_Required work:_ Quote exactly and only this range of lines in the data below: the line that holds "point(264, 311)" to the line that holds "point(625, 274)", both included.

_Information given:_
==================================================

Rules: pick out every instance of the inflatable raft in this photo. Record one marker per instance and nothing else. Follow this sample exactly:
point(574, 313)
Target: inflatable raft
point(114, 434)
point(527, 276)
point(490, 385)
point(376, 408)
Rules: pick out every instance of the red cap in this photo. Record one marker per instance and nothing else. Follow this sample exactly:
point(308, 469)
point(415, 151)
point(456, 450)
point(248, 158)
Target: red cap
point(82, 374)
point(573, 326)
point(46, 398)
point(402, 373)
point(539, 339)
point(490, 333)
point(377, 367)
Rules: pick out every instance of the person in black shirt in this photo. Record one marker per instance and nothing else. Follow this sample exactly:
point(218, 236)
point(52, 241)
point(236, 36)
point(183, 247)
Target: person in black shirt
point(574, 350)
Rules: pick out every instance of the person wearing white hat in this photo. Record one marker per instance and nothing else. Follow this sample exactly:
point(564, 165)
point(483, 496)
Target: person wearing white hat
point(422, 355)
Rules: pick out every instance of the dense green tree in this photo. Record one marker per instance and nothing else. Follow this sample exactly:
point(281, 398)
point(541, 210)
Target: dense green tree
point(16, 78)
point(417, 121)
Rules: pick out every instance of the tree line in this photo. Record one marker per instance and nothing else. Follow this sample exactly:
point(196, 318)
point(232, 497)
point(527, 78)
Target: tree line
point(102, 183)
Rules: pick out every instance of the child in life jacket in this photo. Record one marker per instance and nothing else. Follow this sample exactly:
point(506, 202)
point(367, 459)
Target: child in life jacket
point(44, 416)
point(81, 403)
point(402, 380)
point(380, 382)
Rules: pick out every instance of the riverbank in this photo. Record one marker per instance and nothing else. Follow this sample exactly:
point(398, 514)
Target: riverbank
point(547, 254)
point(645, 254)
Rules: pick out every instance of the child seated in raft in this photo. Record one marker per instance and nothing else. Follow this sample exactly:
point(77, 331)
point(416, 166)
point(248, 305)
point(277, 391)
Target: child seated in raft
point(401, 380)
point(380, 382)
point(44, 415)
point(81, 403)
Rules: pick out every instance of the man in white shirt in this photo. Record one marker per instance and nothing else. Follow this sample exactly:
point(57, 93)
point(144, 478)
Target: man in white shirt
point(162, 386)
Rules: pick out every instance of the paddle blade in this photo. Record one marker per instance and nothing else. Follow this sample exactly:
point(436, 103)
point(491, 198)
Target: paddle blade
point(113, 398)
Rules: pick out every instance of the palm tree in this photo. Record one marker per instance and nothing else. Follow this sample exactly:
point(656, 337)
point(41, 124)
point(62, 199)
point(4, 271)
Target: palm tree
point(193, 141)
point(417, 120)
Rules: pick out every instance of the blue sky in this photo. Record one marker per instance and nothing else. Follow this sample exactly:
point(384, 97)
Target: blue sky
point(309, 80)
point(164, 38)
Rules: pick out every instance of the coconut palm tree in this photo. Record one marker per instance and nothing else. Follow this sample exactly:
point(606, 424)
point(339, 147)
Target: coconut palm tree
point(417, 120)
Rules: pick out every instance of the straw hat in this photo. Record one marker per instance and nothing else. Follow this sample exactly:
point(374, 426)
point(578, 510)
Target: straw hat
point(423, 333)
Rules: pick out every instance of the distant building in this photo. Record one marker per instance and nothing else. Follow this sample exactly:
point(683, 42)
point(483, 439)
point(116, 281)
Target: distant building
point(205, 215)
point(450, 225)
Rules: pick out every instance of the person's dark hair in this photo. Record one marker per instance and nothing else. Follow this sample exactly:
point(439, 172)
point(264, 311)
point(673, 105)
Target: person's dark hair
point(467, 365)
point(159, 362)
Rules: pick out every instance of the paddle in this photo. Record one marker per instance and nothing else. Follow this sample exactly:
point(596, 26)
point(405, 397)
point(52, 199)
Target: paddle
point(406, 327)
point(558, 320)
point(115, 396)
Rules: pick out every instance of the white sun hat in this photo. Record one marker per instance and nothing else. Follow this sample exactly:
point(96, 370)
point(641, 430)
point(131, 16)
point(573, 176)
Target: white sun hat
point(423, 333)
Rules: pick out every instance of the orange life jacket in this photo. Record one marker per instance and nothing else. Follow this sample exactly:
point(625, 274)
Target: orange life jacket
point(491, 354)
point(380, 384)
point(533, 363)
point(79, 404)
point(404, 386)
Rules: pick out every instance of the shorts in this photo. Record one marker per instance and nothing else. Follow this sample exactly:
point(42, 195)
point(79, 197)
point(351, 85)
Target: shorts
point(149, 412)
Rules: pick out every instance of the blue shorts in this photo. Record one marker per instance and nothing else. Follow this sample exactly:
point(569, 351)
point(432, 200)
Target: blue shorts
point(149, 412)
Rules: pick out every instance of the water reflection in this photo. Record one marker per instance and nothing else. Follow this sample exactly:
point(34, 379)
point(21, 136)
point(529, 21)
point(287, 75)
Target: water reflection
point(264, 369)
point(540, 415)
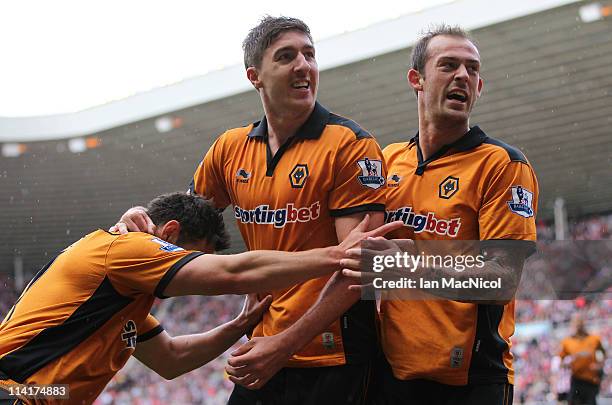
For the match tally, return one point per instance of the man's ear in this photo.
(170, 231)
(415, 79)
(253, 77)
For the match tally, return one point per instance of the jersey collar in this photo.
(311, 129)
(473, 138)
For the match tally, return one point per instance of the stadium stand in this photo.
(548, 88)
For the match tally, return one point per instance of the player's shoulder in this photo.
(503, 151)
(237, 134)
(141, 245)
(392, 150)
(348, 128)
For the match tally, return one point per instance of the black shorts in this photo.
(392, 391)
(346, 385)
(582, 392)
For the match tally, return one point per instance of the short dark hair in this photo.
(261, 36)
(419, 51)
(199, 218)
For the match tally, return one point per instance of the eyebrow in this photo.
(454, 59)
(290, 48)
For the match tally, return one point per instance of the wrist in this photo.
(240, 324)
(336, 253)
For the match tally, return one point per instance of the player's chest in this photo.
(298, 174)
(441, 202)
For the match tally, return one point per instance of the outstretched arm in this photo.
(260, 271)
(171, 357)
(255, 362)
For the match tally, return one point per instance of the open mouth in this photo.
(301, 85)
(457, 96)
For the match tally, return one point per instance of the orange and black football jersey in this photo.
(475, 189)
(289, 201)
(583, 351)
(81, 316)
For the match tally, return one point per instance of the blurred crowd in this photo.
(541, 324)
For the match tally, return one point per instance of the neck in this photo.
(434, 134)
(282, 125)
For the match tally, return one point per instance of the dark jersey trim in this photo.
(34, 279)
(56, 341)
(359, 208)
(514, 154)
(272, 161)
(487, 364)
(359, 334)
(150, 334)
(360, 133)
(165, 280)
(528, 246)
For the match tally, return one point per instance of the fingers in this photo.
(386, 228)
(365, 222)
(364, 277)
(248, 381)
(351, 273)
(353, 264)
(137, 220)
(263, 305)
(360, 288)
(149, 224)
(234, 361)
(119, 227)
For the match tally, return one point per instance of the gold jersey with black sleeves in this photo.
(80, 318)
(475, 189)
(289, 201)
(583, 352)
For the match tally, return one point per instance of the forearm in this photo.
(271, 270)
(192, 351)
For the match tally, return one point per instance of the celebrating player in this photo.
(585, 355)
(452, 182)
(297, 180)
(87, 311)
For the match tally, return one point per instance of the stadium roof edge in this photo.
(377, 39)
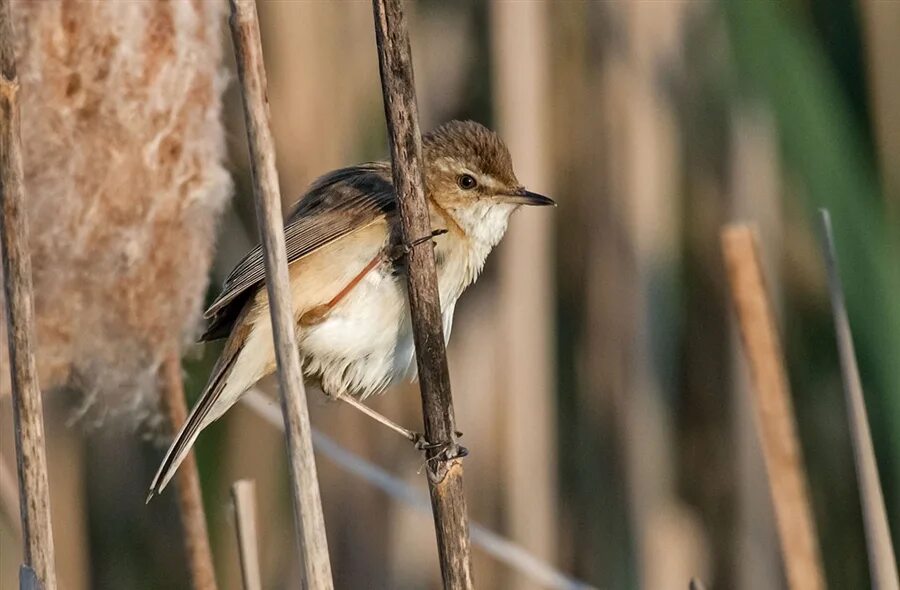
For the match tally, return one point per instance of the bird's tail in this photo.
(196, 421)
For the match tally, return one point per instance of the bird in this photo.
(347, 276)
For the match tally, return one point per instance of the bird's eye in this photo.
(466, 182)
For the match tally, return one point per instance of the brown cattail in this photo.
(123, 150)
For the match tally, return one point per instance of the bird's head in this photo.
(469, 172)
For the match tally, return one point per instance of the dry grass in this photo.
(123, 152)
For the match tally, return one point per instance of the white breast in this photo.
(365, 342)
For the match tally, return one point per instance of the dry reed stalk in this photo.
(31, 458)
(123, 148)
(519, 35)
(882, 563)
(243, 496)
(9, 498)
(444, 463)
(187, 482)
(755, 193)
(309, 522)
(774, 412)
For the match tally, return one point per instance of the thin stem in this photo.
(444, 464)
(243, 495)
(34, 488)
(187, 481)
(882, 564)
(309, 521)
(774, 410)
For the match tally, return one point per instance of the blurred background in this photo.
(595, 366)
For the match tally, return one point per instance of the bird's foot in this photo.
(400, 251)
(446, 450)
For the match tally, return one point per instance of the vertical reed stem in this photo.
(187, 482)
(882, 563)
(444, 462)
(775, 420)
(309, 521)
(243, 495)
(34, 489)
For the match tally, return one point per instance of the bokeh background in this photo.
(596, 372)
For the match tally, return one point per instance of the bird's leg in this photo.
(416, 438)
(400, 250)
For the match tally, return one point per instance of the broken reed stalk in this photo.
(243, 495)
(775, 421)
(444, 465)
(309, 521)
(187, 482)
(882, 563)
(34, 489)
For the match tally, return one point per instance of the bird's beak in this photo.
(524, 197)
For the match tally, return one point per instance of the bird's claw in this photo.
(448, 449)
(401, 250)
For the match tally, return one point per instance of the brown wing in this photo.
(336, 205)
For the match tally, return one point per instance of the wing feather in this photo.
(335, 206)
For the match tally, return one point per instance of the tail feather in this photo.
(195, 422)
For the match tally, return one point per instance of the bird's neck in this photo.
(473, 231)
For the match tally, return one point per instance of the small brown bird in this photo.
(348, 284)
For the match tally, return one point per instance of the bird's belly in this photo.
(364, 342)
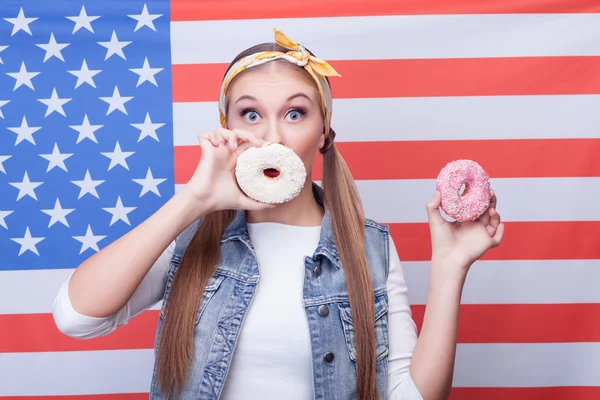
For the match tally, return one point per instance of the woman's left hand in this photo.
(459, 244)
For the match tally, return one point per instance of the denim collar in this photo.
(326, 247)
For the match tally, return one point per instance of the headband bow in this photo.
(298, 55)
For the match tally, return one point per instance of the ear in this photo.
(322, 139)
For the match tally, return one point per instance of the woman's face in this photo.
(279, 105)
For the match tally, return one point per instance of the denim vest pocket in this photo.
(381, 329)
(211, 288)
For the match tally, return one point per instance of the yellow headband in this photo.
(298, 55)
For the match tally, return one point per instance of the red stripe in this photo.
(524, 323)
(188, 10)
(125, 396)
(479, 323)
(425, 77)
(458, 393)
(522, 241)
(529, 158)
(541, 393)
(38, 333)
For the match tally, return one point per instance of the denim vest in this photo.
(229, 293)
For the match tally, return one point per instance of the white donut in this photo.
(287, 171)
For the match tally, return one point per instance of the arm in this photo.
(149, 292)
(455, 246)
(402, 332)
(421, 368)
(99, 295)
(432, 364)
(104, 283)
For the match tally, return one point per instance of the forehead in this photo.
(273, 81)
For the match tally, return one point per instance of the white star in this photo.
(146, 73)
(57, 159)
(85, 75)
(149, 183)
(119, 213)
(83, 21)
(20, 23)
(87, 185)
(28, 242)
(116, 102)
(58, 214)
(23, 77)
(89, 241)
(86, 131)
(25, 132)
(3, 103)
(53, 49)
(2, 48)
(114, 47)
(145, 19)
(26, 187)
(4, 214)
(2, 159)
(118, 157)
(54, 103)
(148, 129)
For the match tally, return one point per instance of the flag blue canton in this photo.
(86, 140)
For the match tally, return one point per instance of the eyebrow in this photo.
(300, 94)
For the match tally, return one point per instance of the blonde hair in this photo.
(201, 259)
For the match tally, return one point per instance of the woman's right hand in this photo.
(213, 181)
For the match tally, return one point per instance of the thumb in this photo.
(433, 210)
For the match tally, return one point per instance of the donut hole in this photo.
(271, 172)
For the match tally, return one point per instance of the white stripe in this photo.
(432, 118)
(516, 282)
(527, 365)
(76, 373)
(399, 36)
(33, 291)
(535, 199)
(489, 282)
(130, 371)
(519, 199)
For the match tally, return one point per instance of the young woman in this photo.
(303, 300)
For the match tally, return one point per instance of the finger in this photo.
(433, 210)
(494, 221)
(249, 136)
(497, 239)
(230, 138)
(485, 217)
(232, 141)
(493, 199)
(214, 140)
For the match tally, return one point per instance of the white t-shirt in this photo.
(273, 353)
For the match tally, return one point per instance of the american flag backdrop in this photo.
(101, 103)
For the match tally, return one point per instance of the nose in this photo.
(273, 133)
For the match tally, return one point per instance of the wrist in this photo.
(448, 270)
(195, 202)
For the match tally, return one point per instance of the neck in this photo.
(303, 210)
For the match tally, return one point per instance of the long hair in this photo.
(200, 260)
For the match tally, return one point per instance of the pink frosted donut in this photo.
(474, 201)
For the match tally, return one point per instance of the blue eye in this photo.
(250, 115)
(296, 114)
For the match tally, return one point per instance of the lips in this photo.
(271, 172)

==================================================

_Solution to this exercise:_
point(264, 311)
point(673, 105)
Target: person's dark hair
point(467, 365)
point(159, 362)
Rules: pick out every instance of the paddle in this photo. Record one marker per instance and nothing else. Follow this sample exactly:
point(596, 26)
point(405, 397)
point(52, 199)
Target: paddle
point(406, 327)
point(558, 320)
point(115, 396)
Rules: pick out every instance of the white sun hat in this photo. Record one marker per instance and nothing else. Follow this sample exactly:
point(96, 370)
point(641, 430)
point(131, 16)
point(573, 176)
Target: white sun hat
point(423, 333)
Rules: pick out every instance of the orange life jacket in this photo. Record one marker per instance and nothing else. Follow this sample exactly:
point(625, 274)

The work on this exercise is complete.